=== Data extract ===

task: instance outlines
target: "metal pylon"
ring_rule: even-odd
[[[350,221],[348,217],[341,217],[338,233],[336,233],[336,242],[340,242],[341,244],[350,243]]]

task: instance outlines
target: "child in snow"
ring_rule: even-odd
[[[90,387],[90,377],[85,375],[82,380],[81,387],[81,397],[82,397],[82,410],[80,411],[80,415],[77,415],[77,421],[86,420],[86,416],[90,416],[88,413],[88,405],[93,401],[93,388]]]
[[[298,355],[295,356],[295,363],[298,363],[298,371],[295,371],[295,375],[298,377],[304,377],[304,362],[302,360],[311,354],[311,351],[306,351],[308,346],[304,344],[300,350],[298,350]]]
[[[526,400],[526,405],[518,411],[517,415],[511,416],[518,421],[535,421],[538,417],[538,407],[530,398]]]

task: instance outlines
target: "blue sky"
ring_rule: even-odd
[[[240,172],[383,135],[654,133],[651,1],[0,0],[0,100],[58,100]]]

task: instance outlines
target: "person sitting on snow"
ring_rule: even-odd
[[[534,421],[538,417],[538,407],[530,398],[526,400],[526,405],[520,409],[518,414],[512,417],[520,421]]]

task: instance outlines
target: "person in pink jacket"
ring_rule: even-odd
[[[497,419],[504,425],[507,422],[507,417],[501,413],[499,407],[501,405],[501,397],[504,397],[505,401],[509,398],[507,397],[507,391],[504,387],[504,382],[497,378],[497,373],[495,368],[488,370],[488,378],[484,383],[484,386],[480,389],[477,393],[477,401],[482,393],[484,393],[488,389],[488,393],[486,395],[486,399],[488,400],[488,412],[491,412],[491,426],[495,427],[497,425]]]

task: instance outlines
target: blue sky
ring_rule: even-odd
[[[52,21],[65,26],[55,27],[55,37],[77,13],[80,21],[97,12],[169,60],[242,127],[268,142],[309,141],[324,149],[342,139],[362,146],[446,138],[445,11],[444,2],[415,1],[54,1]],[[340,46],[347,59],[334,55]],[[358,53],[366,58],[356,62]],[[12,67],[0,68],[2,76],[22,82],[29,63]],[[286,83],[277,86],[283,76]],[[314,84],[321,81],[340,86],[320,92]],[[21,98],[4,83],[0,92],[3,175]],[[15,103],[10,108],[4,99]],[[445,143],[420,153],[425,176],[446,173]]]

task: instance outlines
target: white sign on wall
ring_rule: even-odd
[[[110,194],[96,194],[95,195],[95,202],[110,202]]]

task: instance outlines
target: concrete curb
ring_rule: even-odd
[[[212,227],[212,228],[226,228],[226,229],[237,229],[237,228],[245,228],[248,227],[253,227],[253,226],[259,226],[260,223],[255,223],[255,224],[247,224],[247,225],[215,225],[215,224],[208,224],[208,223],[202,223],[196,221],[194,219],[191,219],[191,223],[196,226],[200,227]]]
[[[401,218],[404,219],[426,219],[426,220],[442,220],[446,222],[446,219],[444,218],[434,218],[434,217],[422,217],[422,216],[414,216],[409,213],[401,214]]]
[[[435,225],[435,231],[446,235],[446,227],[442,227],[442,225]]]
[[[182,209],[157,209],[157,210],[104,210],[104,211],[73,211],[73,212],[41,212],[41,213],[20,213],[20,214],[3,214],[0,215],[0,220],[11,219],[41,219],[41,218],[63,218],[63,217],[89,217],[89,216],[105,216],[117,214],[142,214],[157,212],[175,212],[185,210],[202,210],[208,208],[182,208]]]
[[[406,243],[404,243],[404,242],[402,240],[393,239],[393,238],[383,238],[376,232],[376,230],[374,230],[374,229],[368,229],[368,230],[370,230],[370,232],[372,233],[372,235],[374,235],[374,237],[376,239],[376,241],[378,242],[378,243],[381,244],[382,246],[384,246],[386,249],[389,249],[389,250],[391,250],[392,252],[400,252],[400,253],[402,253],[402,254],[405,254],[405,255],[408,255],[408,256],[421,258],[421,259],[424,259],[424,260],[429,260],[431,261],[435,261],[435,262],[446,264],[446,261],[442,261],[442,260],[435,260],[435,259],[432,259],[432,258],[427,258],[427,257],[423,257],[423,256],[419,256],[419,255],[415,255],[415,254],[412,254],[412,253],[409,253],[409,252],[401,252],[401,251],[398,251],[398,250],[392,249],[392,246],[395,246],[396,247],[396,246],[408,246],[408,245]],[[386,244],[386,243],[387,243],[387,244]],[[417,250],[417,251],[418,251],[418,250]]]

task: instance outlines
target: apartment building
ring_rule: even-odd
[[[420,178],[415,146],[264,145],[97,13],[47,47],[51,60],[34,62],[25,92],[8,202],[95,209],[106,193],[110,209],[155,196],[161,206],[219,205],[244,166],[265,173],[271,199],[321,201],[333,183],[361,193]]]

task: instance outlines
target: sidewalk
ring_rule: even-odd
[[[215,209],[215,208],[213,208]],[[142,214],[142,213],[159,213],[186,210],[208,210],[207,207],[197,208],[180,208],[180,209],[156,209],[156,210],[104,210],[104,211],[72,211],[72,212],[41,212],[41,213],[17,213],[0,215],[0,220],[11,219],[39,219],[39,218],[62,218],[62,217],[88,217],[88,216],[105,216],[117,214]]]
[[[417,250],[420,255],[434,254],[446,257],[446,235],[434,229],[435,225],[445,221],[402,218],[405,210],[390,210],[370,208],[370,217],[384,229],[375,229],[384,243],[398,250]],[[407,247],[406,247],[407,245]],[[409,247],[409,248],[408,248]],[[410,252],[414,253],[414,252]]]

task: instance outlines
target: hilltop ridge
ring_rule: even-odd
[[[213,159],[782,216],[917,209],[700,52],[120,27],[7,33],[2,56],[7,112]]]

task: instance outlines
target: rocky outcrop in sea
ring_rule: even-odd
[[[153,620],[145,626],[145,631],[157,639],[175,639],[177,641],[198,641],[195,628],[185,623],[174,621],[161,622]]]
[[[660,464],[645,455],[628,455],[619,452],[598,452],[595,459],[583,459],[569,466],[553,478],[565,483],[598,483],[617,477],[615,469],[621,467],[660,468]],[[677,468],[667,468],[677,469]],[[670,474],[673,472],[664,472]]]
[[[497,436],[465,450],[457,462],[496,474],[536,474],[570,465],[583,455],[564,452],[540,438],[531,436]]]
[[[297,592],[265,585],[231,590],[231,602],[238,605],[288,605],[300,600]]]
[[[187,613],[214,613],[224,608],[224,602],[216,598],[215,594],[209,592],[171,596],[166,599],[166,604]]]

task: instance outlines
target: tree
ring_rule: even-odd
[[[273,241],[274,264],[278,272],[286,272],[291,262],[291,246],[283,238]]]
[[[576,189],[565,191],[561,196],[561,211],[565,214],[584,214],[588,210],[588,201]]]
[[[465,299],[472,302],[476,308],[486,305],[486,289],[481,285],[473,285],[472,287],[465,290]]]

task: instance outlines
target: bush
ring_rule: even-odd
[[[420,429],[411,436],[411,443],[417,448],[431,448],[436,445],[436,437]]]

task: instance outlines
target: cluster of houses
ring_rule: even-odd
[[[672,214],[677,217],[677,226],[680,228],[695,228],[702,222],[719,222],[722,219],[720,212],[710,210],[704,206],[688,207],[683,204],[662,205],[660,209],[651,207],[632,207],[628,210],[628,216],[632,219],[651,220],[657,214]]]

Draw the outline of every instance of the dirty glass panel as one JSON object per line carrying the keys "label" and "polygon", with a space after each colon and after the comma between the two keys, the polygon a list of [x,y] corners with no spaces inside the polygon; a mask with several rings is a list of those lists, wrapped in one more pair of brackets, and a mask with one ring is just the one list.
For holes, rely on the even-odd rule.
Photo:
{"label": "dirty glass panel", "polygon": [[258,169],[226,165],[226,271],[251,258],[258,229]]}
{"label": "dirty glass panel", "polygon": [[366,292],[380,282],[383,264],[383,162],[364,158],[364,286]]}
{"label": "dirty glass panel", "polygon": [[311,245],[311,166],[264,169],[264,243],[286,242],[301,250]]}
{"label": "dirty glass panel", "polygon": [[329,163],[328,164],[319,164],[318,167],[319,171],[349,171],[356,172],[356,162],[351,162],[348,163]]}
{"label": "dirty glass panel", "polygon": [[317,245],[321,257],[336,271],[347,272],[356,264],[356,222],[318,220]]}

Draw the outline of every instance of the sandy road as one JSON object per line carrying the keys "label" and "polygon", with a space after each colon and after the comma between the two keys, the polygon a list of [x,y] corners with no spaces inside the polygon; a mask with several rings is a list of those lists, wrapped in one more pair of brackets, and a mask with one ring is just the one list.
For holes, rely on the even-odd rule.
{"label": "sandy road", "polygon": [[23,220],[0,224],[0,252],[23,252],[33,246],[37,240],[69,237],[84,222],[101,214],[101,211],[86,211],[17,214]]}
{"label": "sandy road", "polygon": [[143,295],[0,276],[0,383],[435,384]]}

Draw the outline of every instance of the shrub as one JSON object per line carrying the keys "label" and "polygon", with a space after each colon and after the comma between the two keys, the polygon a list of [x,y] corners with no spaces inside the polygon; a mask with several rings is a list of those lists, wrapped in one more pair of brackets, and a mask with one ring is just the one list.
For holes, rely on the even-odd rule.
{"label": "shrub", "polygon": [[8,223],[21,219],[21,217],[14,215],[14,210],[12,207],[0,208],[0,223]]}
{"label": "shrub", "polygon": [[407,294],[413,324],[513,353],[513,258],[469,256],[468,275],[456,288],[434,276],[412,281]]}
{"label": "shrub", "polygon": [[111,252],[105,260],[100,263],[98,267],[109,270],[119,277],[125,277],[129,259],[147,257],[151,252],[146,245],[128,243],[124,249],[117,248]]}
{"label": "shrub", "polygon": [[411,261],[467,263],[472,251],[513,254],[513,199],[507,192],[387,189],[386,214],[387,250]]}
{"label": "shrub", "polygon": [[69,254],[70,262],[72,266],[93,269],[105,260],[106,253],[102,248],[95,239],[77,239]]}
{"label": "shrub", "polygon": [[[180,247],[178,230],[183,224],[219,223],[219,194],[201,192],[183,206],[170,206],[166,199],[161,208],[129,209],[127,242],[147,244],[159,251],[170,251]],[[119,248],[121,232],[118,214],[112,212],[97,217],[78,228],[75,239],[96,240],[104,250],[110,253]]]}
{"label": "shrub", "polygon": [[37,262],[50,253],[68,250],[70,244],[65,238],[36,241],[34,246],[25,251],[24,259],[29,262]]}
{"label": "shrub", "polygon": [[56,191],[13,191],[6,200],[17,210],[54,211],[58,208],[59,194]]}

===

[Do this]
Copy each line of the listing above that contains the string "lists". Letter case counts.

[Reply]
Draw the outline of every instance of the dirty glass panel as one JSON object per line carrying the keys "label" and "polygon", with a space after each colon and after the comma between the two keys, the polygon a list of [x,y] corners with no spaces inside the polygon; a mask with several rings is a list of those lists, wrapped in one more pair of brackets, and a mask with one ring is just the one list.
Draw the outline of every instance of the sandy road as one JSON object per line carrying the keys "label" and "polygon", with a space after each colon and after the comma between the two keys, the polygon a list of [x,y] corners with no spaces inside the polygon; a mask with several rings is a list of those lists, wrapped in one more pair of brackets, and a mask with one ring is just the one list.
Draw the outline of every instance of the shrub as one JSON object per line carrying the keys "label" and "polygon", with a space after each colon and after the comma between the two keys, the polygon a list of [x,y] corners with no spaces inside the polygon; a mask with several rings is a list of those lists, wrapped in one more pair of brackets, and a mask with one ring is just the one list.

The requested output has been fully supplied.